**EXTRACT TO READ:**
Store Chain in USA and Canada

G. E. M. Membership Department Stores was a chain of discount stores, in the US and Canada. Their first location opened in Denver in 1956.

GEM offered something different: membership. The qualifications included government-, religious- and school employees, members of the armed forces, and employees of companies that did “substantial work” under government contract.
GEM pioneered the way for later “membership” stores, like Sam's Club and Costco.

Several departments were operated by outside firms on a lease basis. The prices were low, the selection vast, and the no-frills stores themselves were huge in size in their day, that included supermarkets and more within the 50-plus departments and had gasoline pumps outside.

== History ==
Canadian pharmacist Murray Koffler was an investor in the G.E.M. chain, bringing the first G.E.M. store to Toronto in 1959. He eventually subleased the G.E.M. drug department in several Toronto area stores. Following the G.E.M. discount model, Koffler later opened one of the first "big box" store chains, Shoppers Drug Mart.

The first G.E.M. (Government Employees Mutual) store was opened in June 1956 in Denver by Ronald D. Evans, the former general manager of the G.E.T. (Government Employees Together) store in San Francisco.

The second GEM store was opened in Kansas City in July 1957 followed by the third GEM store that was opened in Honolulu a few days later. The fourth store followed a year later in August 1958 in St. Louis.

On November 7, 1964, GEM opened its first store in the UK. This branch in West Bridgford, Nottingham, the first out-of-town superstore in the UK, was soon taken over by Asda.

By the mid-1960s, there were reportedly more than a million GEM members throughout the U.S. and Canada. GEM announced plans in December 1965 to merge with Parkview Drugs, a Kansas City-based chain, creating a new parent company called Parkview-GEM. The merger was finalize five months later.

A 1971 Democrat and Chronicle story reported that a lone gunman robbed more than $6,000 from the cashier’s office at a Rochester, New York, GEM. Asked how he got into the store and past the buzzer-entrance, a store official said he "may have used a stolen or lost card to enter.

The end for GEM came soon after. Officials announced plans in early 1973 that it would close all stores. By then, GEM had opened membership to anyone for the past two years.

=== Decline and bankruptcy ===
Parkview-GEM closed two money-losing stores in Indianapolis in October 1972. Two months later. Parkview-GEM announced closings of stores in Hartford, Cincinnati, Omaha north, and Saugus in December 1972. By May 1973, the company had closed 22 stores and sold off its 12 retail drug stores just since the previous November.

After closing a number of stores, Parkview-GEM filed for Chapter 10 Bankruptcy protection in December 1973 due to its inability to paying its debts when they mature, creating a negative net worth of several million dollars. While acting under a court appointed trustee, the company began to slowly liquidate its assets. By August 1979, the company was reduced to three profitable stores in Hawaii. Parkview-GEM ceased to exist shortly after the sale of the remaining three stores. The sale of the three Hawaiian stores to Seiyu Stores of Japan was finalized in December 1979. Seiyu closed its GEM of Hawaii stores in 1993.

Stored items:
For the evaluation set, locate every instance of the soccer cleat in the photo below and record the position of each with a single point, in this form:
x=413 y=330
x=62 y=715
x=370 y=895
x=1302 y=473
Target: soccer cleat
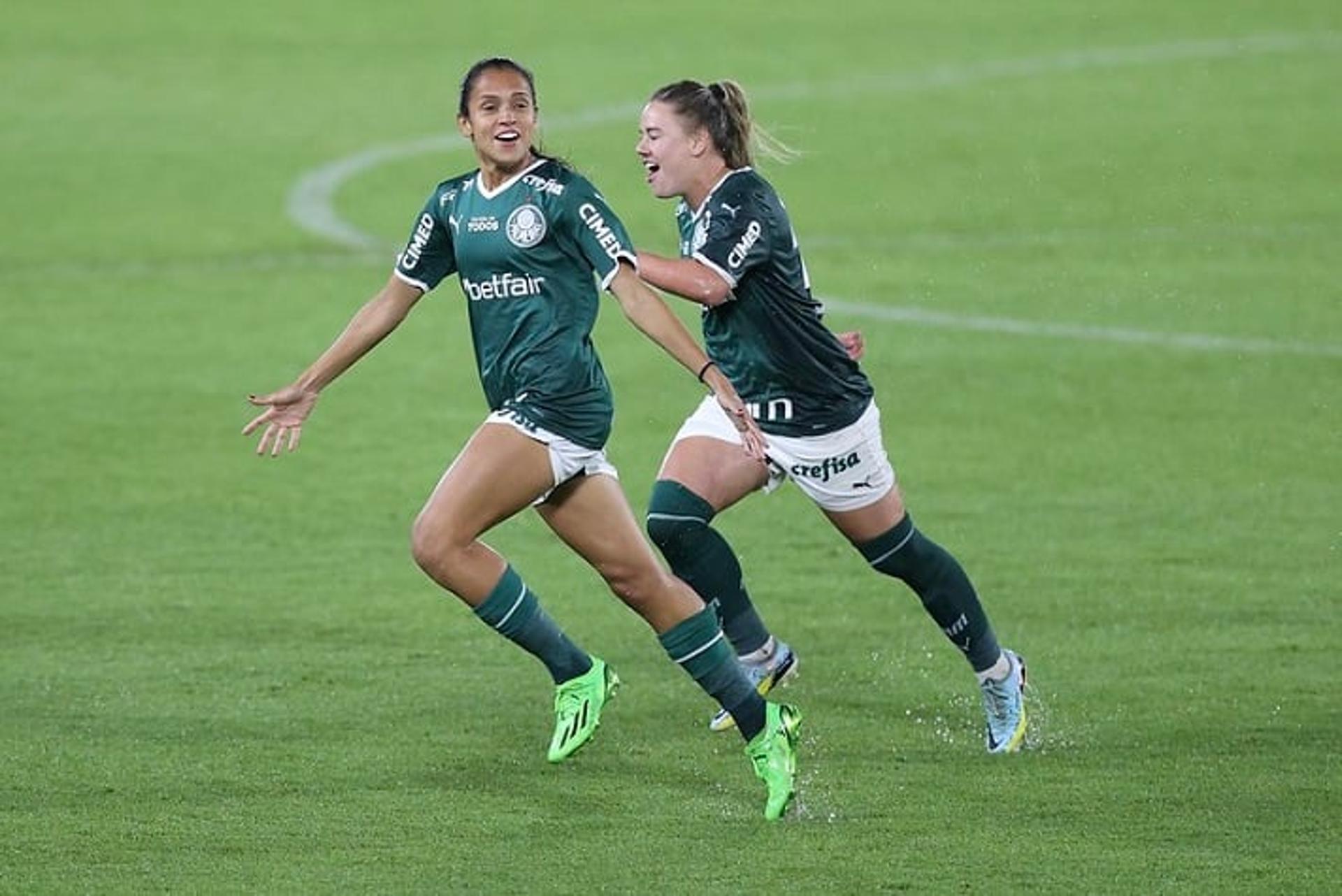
x=765 y=677
x=1004 y=704
x=773 y=756
x=577 y=709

**TASKS TO COMPLETE:**
A) According to the store chain text, who opened the first G.E.M. store, and where did he previously serve as general manager?
B) From the store chain text, repeat the passage starting with "Store Chain in" and going on through "Denver in 1956.".

**SOLUTIONS IN ORDER:**
A) Ronald D. Evans opened it; he had been general manager of the G.E.T. (Government Employees Together) store in San Francisco.

B)
Store Chain in USA and Canada

G. E. M. Membership Department Stores was a chain of discount stores, in the US and Canada. Their first location opened in Denver in 1956.